**Source excerpt:**
On June 8, 1977, petitioner was convicted in state court of felony murder and was sentenced to life imprisonment. The state conviction was affirmed by the Supreme Court of Indiana. Holleman v. State, 272 Ind. 534, 400 N.E.2d 123 (1980).

Having already been denied a writ of habeas corpus both under 28 U.S.C. § 2254 challenging the state felony murder conviction, Holleman v. Duckworth, 700 F.2d 391 (7th Cir.1983), and under 28 U.S.C. § 2255 challenging the federal robbery conviction, Holleman v. United States, 721 F.2d 1136, (1983), petitioner now files another motion under 28 U.S.C. § 2255 asking (1) that he be given jail time credit from October 25, 1976, the date presumably he was taken into state custody, and (2) that he be resentenced to the custody of the Attorney General, or alternatively, to the Indiana Department of Corrections.

Petitioner's federal sentence was to run consecutively to the state sentence he was serving at the time of his federal sentencing. That state sentence was vacated on March 24, 1982 and subsequently dismissed. Petitioner is currently serving time in state custody for the felony murder conviction in June of 1977. At the time in question, petitioner was also being detained in state custody in connection with the charges involving felony murder for which he was subsequently convicted. In fact, his second state conviction occurred only a few months after his federal conviction.

**Directions:**
1. According to the court excerpt, what sentence did the petitioner receive for the state felony murder conviction?
2. Condense the paragraph of the court excerpt that starts "Petitioner's federal sentence was to run consecutively" into a short bulleted list that keeps its main facts.
3. Quote word for word the part of the court excerpt that opens with "On June 8, 1977, petitioner" and closes with "Department of Corrections.".
The lines that come next are separate material with no connection to the court excerpt.

**Information supplied:**
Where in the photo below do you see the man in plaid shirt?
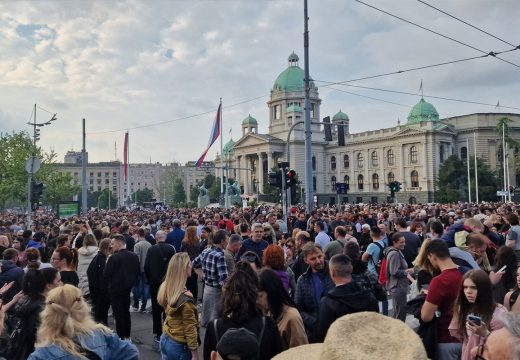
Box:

**Answers to the exercise:**
1. Life imprisonment.

2.
- The federal sentence was to run consecutively to the state sentence the petitioner was serving when sentenced federally.
- That state sentence was vacated on March 24, 1982, and later dismissed.
- The petitioner is now serving time in state custody for the felony murder conviction of June 1977.
- At the time in question, the petitioner was also held in state custody on the felony murder charges that led to that conviction.
- This second state conviction came only a few months after the federal conviction.

3.
On June 8, 1977, petitioner was convicted in state court of felony murder and was sentenced to life imprisonment. The state conviction was affirmed by the Supreme Court of Indiana. Holleman v. State, 272 Ind. 534, 400 N.E.2d 123 (1980).

Having already been denied a writ of habeas corpus both under 28 U.S.C. § 2254 challenging the state felony murder conviction, Holleman v. Duckworth, 700 F.2d 391 (7th Cir.1983), and under 28 U.S.C. § 2255 challenging the federal robbery conviction, Holleman v. United States, 721 F.2d 1136, (1983), petitioner now files another motion under 28 U.S.C. § 2255 asking (1) that he be given jail time credit from October 25, 1976, the date presumably he was taken into state custody, and (2) that he be resentenced to the custody of the Attorney General, or alternatively, to the Indiana Department of Corrections.